EXERCISE OBJECTIVE: Copy out the data lines verbatim, beginning at the line with "of the hanging" and continuing through the line with "pixel 656 778", both of those included.

MATERIAL FOR THE TASK:
------------------------------------------------------------

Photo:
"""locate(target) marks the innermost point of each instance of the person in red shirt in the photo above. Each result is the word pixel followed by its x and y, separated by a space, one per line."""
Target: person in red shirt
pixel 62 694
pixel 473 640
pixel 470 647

------------------------------------------------------------

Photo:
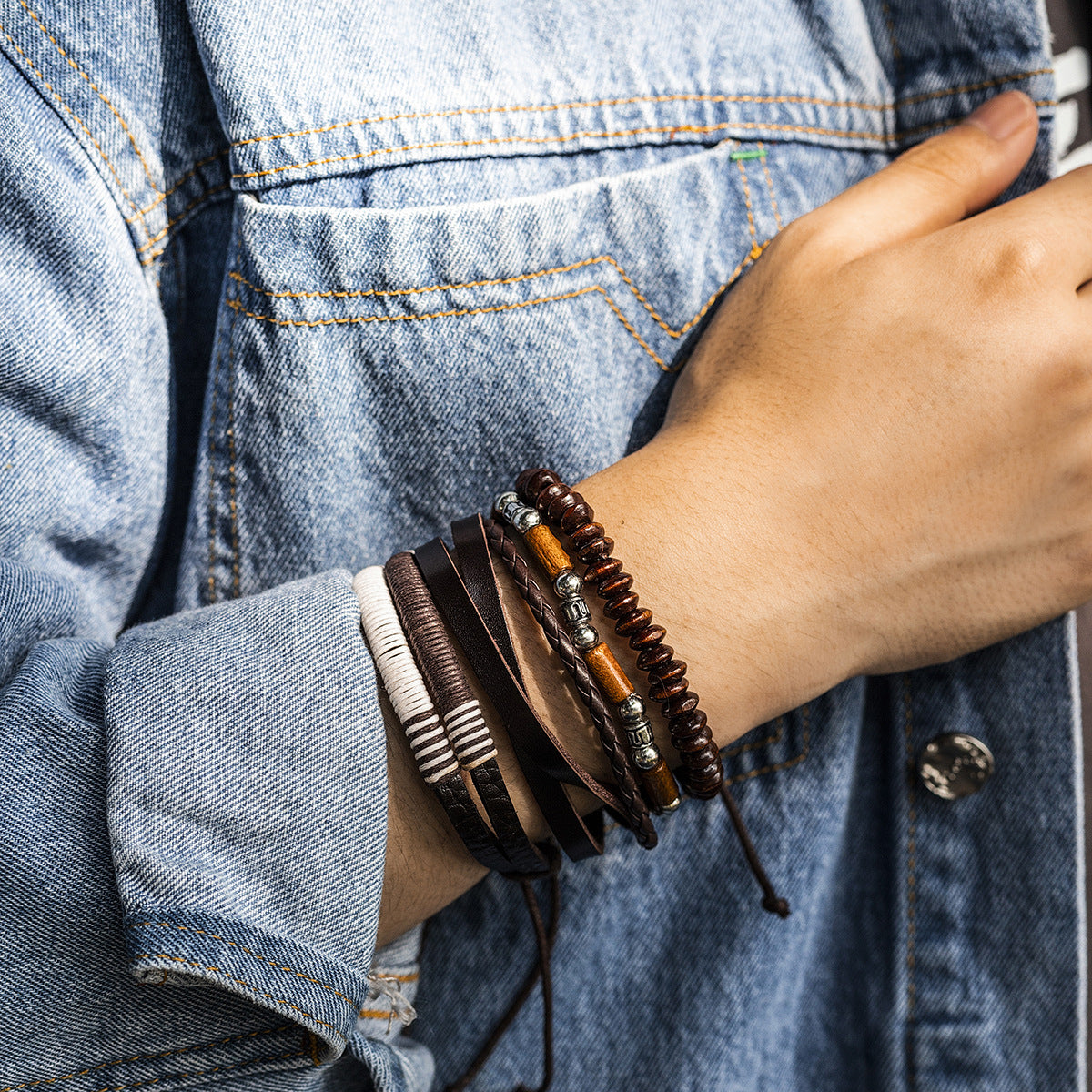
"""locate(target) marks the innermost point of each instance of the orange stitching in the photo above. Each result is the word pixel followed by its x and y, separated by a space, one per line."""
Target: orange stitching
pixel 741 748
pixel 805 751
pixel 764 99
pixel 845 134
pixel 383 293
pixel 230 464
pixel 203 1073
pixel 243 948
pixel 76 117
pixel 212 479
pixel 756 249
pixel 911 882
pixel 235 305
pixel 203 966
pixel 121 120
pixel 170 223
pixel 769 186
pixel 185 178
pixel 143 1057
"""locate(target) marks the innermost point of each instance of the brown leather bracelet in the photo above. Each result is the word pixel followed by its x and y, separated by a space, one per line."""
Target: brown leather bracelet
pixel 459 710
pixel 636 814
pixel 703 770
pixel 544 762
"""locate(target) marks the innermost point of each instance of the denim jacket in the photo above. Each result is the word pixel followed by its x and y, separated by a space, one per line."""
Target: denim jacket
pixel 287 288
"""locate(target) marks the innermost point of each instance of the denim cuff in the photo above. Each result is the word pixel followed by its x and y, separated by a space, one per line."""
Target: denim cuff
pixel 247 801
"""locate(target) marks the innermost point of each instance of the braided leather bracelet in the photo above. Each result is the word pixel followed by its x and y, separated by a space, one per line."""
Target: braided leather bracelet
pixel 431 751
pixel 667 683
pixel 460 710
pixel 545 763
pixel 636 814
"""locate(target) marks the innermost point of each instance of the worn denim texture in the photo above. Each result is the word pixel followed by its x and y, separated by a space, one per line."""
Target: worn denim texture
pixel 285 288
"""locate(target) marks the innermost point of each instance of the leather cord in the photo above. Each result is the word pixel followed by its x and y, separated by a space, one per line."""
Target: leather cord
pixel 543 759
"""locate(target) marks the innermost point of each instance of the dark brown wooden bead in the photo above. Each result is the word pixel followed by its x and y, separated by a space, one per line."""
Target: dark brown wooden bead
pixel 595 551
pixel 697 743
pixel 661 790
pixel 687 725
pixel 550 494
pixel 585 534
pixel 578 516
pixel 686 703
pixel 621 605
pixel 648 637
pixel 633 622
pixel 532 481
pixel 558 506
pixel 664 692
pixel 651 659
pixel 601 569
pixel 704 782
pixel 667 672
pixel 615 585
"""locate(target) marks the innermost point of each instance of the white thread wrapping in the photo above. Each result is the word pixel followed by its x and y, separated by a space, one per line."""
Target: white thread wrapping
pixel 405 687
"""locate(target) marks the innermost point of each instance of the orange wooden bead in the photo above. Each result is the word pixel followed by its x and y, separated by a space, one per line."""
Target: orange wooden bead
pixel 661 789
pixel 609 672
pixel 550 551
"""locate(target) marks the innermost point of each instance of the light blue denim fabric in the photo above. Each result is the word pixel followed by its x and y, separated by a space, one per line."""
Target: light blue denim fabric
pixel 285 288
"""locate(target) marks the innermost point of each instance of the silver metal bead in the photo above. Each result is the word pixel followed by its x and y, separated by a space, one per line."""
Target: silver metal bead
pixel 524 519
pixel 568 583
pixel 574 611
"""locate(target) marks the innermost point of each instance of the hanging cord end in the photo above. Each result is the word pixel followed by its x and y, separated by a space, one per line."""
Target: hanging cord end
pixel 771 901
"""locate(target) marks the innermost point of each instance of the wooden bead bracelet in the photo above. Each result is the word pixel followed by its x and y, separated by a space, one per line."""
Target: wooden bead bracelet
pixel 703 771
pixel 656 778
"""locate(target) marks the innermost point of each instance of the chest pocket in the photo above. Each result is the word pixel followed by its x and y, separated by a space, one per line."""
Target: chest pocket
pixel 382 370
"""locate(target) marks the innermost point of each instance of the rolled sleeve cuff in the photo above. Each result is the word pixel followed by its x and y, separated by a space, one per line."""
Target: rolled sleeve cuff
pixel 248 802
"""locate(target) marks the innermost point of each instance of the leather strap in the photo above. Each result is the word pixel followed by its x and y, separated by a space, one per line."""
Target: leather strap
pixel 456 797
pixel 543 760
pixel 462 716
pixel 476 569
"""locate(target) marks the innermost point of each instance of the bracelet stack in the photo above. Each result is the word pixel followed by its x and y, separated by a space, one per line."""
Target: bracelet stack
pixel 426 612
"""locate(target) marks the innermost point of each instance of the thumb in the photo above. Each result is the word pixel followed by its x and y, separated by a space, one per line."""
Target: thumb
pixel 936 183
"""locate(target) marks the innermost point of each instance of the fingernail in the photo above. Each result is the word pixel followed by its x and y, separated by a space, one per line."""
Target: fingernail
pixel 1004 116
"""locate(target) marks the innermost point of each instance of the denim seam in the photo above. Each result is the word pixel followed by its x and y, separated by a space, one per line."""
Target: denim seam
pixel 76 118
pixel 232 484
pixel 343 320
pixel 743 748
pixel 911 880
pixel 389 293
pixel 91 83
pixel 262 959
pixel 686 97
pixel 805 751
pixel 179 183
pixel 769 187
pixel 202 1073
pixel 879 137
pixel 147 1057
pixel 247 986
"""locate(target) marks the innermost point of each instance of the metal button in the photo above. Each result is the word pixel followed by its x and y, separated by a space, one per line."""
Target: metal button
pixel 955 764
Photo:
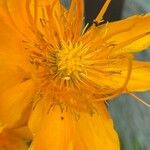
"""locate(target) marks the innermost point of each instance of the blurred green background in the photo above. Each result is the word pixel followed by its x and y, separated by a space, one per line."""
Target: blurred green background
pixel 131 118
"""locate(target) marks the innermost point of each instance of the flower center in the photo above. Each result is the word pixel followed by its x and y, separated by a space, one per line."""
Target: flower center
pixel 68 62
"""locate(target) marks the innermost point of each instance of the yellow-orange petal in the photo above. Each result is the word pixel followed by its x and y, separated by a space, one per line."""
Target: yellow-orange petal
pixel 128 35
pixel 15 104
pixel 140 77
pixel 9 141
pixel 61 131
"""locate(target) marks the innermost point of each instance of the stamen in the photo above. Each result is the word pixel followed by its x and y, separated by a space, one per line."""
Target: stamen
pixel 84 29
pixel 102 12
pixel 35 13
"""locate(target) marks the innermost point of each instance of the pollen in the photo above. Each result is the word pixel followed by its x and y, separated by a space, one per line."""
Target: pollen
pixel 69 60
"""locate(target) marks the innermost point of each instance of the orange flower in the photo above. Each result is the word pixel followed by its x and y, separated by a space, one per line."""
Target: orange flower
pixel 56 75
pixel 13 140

------------------------------------------------------------

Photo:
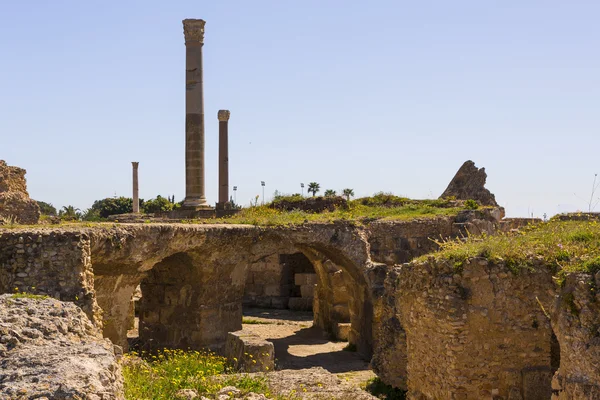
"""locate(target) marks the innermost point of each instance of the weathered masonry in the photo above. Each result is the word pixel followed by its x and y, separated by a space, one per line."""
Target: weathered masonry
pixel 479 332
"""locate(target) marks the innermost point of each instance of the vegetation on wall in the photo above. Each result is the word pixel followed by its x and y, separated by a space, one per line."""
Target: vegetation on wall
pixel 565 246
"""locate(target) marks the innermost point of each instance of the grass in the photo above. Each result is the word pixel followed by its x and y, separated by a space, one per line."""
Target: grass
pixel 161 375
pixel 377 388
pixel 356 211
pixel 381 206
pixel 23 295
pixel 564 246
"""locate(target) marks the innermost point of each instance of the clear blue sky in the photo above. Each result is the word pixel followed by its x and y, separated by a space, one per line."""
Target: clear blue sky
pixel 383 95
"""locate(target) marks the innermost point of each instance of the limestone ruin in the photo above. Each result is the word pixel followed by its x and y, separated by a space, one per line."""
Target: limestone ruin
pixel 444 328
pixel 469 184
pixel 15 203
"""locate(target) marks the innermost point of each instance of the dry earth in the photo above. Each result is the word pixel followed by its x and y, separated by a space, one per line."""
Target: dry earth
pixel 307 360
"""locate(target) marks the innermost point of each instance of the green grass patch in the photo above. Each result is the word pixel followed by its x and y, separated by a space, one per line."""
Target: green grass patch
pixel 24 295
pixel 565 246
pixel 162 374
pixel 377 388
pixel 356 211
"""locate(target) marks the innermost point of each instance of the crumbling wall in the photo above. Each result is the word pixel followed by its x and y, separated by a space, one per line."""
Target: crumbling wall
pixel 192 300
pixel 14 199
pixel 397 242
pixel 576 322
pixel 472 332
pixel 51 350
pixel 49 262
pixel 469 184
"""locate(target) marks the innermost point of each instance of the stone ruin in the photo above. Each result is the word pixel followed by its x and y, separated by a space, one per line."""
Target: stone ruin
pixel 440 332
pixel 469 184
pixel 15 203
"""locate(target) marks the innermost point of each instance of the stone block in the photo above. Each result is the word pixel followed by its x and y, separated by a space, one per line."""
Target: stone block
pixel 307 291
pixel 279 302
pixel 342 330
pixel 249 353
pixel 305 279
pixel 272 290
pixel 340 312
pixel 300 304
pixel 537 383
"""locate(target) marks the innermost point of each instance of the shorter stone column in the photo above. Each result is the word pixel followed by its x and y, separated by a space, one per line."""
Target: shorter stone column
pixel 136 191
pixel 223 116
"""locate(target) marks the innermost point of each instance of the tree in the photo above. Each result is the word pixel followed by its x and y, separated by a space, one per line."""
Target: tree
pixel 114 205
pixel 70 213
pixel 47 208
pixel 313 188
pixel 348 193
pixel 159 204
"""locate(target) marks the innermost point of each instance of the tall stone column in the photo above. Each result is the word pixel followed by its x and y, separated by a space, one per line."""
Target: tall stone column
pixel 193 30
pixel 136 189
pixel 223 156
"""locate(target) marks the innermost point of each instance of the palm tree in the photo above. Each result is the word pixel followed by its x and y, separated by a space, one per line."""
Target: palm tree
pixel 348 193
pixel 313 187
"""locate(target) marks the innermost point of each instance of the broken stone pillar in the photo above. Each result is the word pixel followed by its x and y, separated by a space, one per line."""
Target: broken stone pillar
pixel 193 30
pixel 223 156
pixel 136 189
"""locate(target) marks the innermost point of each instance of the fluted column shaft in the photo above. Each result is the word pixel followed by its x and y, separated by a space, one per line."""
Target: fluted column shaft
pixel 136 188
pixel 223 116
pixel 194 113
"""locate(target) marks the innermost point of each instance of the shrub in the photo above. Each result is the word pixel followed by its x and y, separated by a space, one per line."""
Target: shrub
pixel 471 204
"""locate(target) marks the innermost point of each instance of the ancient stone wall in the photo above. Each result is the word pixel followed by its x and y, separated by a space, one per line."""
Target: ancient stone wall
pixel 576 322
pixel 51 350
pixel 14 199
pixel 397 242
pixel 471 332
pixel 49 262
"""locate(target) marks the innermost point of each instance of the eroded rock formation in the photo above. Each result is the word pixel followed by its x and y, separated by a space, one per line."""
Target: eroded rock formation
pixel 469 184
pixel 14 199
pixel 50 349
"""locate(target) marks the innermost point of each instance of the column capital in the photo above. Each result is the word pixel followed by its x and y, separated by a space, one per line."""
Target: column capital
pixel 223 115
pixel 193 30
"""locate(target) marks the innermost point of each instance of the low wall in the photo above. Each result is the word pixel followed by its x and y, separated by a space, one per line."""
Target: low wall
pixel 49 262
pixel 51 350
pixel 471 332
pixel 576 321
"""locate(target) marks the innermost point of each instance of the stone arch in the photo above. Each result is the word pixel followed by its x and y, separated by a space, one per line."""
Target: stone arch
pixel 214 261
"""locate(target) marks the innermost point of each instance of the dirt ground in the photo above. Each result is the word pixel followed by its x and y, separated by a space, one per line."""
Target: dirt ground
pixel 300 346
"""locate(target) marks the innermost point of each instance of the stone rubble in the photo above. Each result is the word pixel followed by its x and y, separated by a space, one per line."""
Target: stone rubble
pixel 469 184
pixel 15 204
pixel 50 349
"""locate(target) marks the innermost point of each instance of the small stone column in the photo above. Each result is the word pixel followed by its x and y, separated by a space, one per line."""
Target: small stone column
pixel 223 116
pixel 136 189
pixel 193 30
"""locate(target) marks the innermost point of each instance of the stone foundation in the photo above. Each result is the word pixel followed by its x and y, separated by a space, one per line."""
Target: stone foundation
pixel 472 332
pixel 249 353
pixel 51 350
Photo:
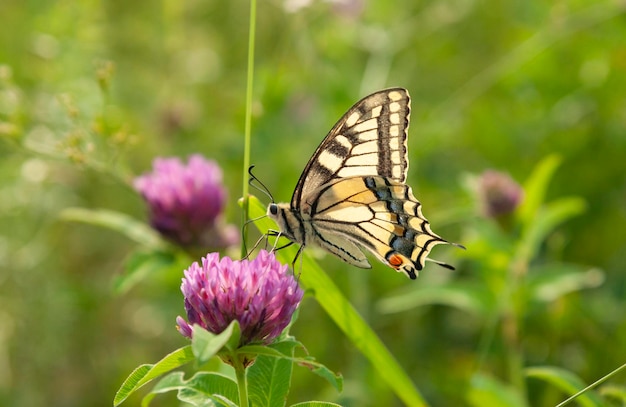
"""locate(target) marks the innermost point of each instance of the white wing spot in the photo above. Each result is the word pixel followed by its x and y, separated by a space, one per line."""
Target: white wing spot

------------------------------------------------------------

EXERCISE ANSWER:
"""locate(target) marks the innermost point of each instance of the hanging cord end in the photo above. Each result is the word pixel followed by its x and y, separated by a space, one per line."""
Target: hanging cord end
pixel 771 901
"""locate(target) marks the innermost point of each instance of the wooden bead bracelet in the photo above. Each result is the word pixel followed by its x and y, separated by a space, one per line."""
Target: wooden bead bracelet
pixel 703 771
pixel 656 778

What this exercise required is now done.